**TASK TO COMPLETE:** Transcribe all of the material below line for line, keeping every character unchanged.

--- Start of ENTRIES ---

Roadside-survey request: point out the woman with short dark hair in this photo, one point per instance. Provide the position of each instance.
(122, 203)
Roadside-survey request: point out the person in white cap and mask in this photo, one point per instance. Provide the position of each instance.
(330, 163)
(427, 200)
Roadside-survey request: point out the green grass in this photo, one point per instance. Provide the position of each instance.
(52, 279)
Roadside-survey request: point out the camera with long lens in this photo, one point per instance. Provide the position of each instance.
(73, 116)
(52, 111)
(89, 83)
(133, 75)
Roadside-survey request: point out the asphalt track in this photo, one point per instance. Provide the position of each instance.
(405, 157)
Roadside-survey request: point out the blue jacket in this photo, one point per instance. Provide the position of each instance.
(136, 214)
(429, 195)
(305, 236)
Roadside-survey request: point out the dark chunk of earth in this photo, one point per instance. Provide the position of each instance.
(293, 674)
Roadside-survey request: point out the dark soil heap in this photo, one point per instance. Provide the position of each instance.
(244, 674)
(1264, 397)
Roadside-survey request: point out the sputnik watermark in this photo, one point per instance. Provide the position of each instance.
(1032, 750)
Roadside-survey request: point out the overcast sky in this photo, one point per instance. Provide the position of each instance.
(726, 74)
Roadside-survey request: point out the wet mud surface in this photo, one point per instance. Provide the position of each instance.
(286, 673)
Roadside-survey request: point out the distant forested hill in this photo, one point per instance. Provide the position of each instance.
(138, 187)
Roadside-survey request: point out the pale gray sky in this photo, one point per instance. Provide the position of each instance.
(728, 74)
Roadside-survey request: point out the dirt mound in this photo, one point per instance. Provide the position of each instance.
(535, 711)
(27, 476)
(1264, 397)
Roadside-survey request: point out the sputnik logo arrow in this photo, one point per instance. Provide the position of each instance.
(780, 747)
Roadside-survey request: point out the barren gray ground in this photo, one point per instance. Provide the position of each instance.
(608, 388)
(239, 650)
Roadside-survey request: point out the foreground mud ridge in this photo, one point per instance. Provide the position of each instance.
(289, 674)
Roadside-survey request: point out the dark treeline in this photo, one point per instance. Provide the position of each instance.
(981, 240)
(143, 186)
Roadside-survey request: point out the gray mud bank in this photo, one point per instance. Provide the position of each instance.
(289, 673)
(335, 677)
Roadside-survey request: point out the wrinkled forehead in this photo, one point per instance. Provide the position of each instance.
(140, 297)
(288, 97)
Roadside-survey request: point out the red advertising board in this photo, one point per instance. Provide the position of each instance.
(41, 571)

--- End of ENTRIES ---

**EXERCISE OUTPUT:**
Roadside-survey request: point out the woman with short dark hair in this photo, one point per instance. Provide the position of each instance.
(122, 203)
Roadside-survey request: point out the person in white cap and mask in this photo, one point per instance. Provide the position of each instance.
(330, 163)
(427, 200)
Roadside-survey request: point out the green grass in this photo, one point per instance. Provide the position of each instance.
(52, 279)
Roadside-survey request: point out the camera with long lens in this photo, one point per instance. Provide the position of each instance.
(73, 116)
(52, 111)
(89, 83)
(133, 75)
Roadside-survey request: point out the asphalt track in this photo, one point per instance. Provide the position of each instance.
(405, 157)
Roadside-survey request: point out the blue jacket in this photo, one point per instance. Provide the position of each instance.
(136, 214)
(429, 195)
(305, 236)
Roadside-survey request: point out the dark chunk of earth in this photo, one point per instance. Provide the position of each instance.
(293, 674)
Roadside-survey request: point out the dark soil heap in this photo, one point per instance. Provide the position of each instance.
(244, 674)
(1264, 397)
Roadside-survey request: point out the sputnik watermark in this photo, one point per instance. Provide the position of each instance.
(1032, 750)
Roadside-survey request: point out the overcast sky in this photo, one point per instance. Provide the position of each instance.
(726, 74)
Roadside-survey request: point out the wet mud surface in this photo, one point per instance. Provide the position of each instance.
(286, 673)
Roadside-survey request: point out the distant forested hill in this photo, one point per instance. Provide the position of each instance.
(138, 187)
Roadside-survey request: point out the pale gray sky in this photo, one point per instance. Provide the position of each instance.
(728, 74)
Roadside-survey request: point out the dirt mound in this photo, one point per instance. Provide the position of each instance.
(535, 711)
(27, 476)
(1264, 397)
Roadside-survey request: point out the sputnik logo arrow in this photo, one point per instance. Provide the position of each instance.
(780, 747)
Roadside-survey request: point out the barren gray ground in this photo, one point per instance. Provide the position of each instance.
(608, 388)
(239, 650)
Roadside-survey request: point out the foreground mud ridge in this photo, one point per instance. Provide the position of each instance.
(289, 674)
Roadside-survey request: point out the dark treeline in this photo, one point per instance. Provide the position of each instance.
(981, 240)
(143, 186)
Roadside-survey request: point out the gray mud bank in this photo, one point per instance. Provide the position of each instance.
(289, 673)
(335, 677)
Roadside-survey request: point out the wrinkled forehead in this photo, one point per instance. Provide the position of each instance.
(140, 297)
(288, 97)
Roadside-survey request: point out the red advertising board in this photo, one point per instance. Provide the position of each instance.
(41, 571)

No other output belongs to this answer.